BROWN WATER AND GREEN WEEDS
ARE FAMILIAR SIGNS OF STORMWATER RUNOFF POLLUTION??
Whenever rain falls, water flows across city streets and fields and washes soil particles, pesticides, pet wastes, oil and other pollutants into lakes and streams. This process is called non-point source or runoff pollution. The symptoms of runoff pollution are all-too-familiar: weed-choked lakes, muddy rivers that flood frequently, and an over-abundance of carp in our favorite fishing holes. Sediments and nutrients cause many of the problems we see in streams and lakes.
Sediments are soil particles eroded from construction sites, stream banks and cropland. Sediments also include dirt, flakes of metal, and small pieces of broken pavement washed off city streets. When these particles reach lakes and streams they do more than turn the water brown.
- Sediments cause the water to become cloudy, or "turbid," making it difficult for fish to see and feed properly. Sediments can also damage fish gills and impair the feeding and breathing processes in aquatic insects that fish eat.
- Many fish and aquatic insects lay their eggs on gravel beds. When sediments are deposited on the stream bottom they cover spawning habitat. They also destroy a stream's natural "riffle and pool" pattern, producing a slow-moving, muddy, less attractive body of water.

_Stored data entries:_
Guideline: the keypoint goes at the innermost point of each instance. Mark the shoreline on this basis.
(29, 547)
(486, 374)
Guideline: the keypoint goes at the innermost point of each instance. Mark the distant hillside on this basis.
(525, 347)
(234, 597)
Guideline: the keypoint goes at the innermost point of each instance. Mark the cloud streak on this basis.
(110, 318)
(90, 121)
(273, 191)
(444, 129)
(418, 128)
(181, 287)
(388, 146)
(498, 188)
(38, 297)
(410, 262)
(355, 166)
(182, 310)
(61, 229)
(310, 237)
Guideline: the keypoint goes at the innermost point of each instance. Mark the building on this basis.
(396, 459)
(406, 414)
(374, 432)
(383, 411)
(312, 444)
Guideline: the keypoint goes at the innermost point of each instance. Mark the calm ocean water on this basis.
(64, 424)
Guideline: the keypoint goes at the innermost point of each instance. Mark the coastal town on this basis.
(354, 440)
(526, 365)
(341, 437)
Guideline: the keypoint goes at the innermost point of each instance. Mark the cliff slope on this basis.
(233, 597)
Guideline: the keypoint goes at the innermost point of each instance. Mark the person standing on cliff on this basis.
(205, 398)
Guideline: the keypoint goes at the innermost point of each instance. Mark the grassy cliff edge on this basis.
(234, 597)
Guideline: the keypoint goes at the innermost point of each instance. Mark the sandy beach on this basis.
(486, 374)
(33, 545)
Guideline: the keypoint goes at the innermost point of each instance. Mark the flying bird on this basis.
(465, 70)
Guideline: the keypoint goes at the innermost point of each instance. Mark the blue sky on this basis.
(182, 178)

_Work item A:_
Please answer these questions using the text on stormwater runoff pollution:
(i) What is the process called in which rainwater washes pollutants into lakes and streams?
(ii) From which three places are sediment soil particles eroded?
(iii) What natural stream pattern do deposited sediments destroy?
_Work item B:_
Carry on the text on stormwater runoff pollution from its last sentence.

_Reply A:_
(i) Non-point source or runoff pollution.
(ii) Construction sites, stream banks and cropland.
(iii) The "riffle and pool" pattern.

_Reply B:_
- Muddy or "murky" water contains millions of abrasive soil particles. In moving water these particles can "scour" aquatic plants and animals, removing them from their habitat.
- Sediment deposits cause streams to become shallower and wider, increasing flooding problems. The shallow water is also heated more efficiently by the sun. This causes water temperatures to rise. Over time, cold water fish such as trout are replaced by warm water fish such as carp.
- Sediments reduce visibility and increase the chances of propellers, rudders and keels running aground or hitting underwater hazards.
- Swimmers are also affected. Silted swimming areas are undesirable and can be dangerous if deep holes are filled with loose sediment.
- Finally, sediments carry and store toxic materials that can contaminate small organisms. When fish and waterfowl eat the contaminated organisms, the toxins can accumulate in their bodies and cause illnesses, birth defects and death to their young.
- Sediments cloud the water and cover plant leaves, reducing the amount of sunlight reaching desirable aquatic plants. Sediments also create soft, unstable beds for plant roots. The result is a decrease in food plants available to ducks. Sediment deposits also harm duck populations by filling in wetlands used for breeding
Nutrients such as phosphorus and nitrogen come from sediments, manure, pet wastes, improperly maintained septic systems and misapplications of fertilizers on lawns or farm fields. When these nutrients reach our lakes and streams they do more than just turn the water green.
- Phosphorus contributes to the eutrophication or over-fertilization of lakes. This leads to an increase in undesirable weed and algae growth. Excess weeds and algae are harmful to fish and make a lake less attractive for swimming, boating, and other activities.
- Excess algae can reduce populations of bottom-rooted plants by blocking sunlight. Bottom-rooted plants provide food and habitat for fish and waterfowl.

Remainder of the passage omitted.